▶ _WHAT YOU ARE ASKED TO DO_
Rewrite the entries below as a numbered list, leaving out any blank lines.

▶ _RECORDS FOR THIS EXERCISE_
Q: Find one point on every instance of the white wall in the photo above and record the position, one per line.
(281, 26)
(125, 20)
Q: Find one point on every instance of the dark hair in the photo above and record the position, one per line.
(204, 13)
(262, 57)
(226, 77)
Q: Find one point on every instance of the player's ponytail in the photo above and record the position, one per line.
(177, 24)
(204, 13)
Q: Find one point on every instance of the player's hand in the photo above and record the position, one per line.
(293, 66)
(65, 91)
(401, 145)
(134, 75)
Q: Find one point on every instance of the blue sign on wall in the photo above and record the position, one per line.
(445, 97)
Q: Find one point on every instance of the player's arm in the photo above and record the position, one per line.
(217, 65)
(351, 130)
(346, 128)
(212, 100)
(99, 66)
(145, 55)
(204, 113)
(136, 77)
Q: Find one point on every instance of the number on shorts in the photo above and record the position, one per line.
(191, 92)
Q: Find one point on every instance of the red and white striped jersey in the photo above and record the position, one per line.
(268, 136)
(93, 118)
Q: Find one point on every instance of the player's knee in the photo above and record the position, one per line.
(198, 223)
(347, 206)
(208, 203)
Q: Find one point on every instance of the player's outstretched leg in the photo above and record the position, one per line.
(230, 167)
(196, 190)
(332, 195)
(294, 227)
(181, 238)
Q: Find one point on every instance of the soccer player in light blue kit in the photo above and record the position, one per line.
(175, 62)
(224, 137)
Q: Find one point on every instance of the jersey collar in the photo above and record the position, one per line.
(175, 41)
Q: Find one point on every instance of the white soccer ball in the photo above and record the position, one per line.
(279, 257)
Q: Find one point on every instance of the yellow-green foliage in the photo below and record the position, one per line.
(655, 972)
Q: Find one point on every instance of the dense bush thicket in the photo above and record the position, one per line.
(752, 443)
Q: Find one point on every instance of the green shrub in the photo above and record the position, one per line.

▶ _TASK OUTPUT_
1. Q: Find one point on every instance of the white wall in the photo above and record the position, one per line.
2. (281, 26)
3. (125, 20)
4. Q: Find one point on every instance of the dark hair in the photo above and record the position, one per line.
5. (204, 13)
6. (262, 57)
7. (226, 77)
8. Q: Find one point on every instance of the player's ponytail in the photo above and record the position, one per line.
9. (177, 24)
10. (204, 13)
11. Q: Find one point on every instance of the player's hand in the photo above and record the position, one per line.
12. (293, 66)
13. (65, 91)
14. (401, 145)
15. (134, 75)
16. Q: Find one point on every instance of the blue sign on wall in the photo above and record the position, one per line.
17. (445, 97)
18. Q: Find one point on every instance of the player's arm in the photo above and record the position, one per line.
19. (217, 65)
20. (351, 130)
21. (346, 128)
22. (212, 100)
23. (99, 66)
24. (145, 55)
25. (204, 113)
26. (136, 77)
27. Q: Find one point on every instance of the number on shorts in the photo above and record the position, one per line.
28. (191, 92)
29. Q: Find one point on every instance of the red and white striped jersey in the photo above and record the position, one per line.
30. (268, 136)
31. (93, 118)
32. Q: Find one point on every instance of the player's knee in the photo above and record the position, one per line.
33. (198, 223)
34. (347, 206)
35. (208, 203)
36. Q: Find one point on every instance of the player's outstretched leg in the photo above and record the position, one per line.
37. (230, 167)
38. (196, 190)
39. (332, 195)
40. (294, 227)
41. (181, 238)
42. Q: Find one point on every instance of the soccer player in light blue kit in the photo above and record the position, one per line.
43. (175, 62)
44. (224, 137)
45. Q: Find one point on every instance of the jersey collar in the photo above and record the position, one per line.
46. (175, 41)
47. Q: Find one point on every instance of the white soccer ball in the photo above and record the position, one per line.
48. (279, 257)
49. Q: Find one point on every instance of the yellow-green foliage in the photo below and record the position, one per line.
50. (655, 972)
51. Q: Find one point on every instance of the dense bush thicket in the photo above and record the position, one per line.
52. (752, 443)
53. Q: Find one point on every instance of the green shrub in the photo above and record the position, one per line.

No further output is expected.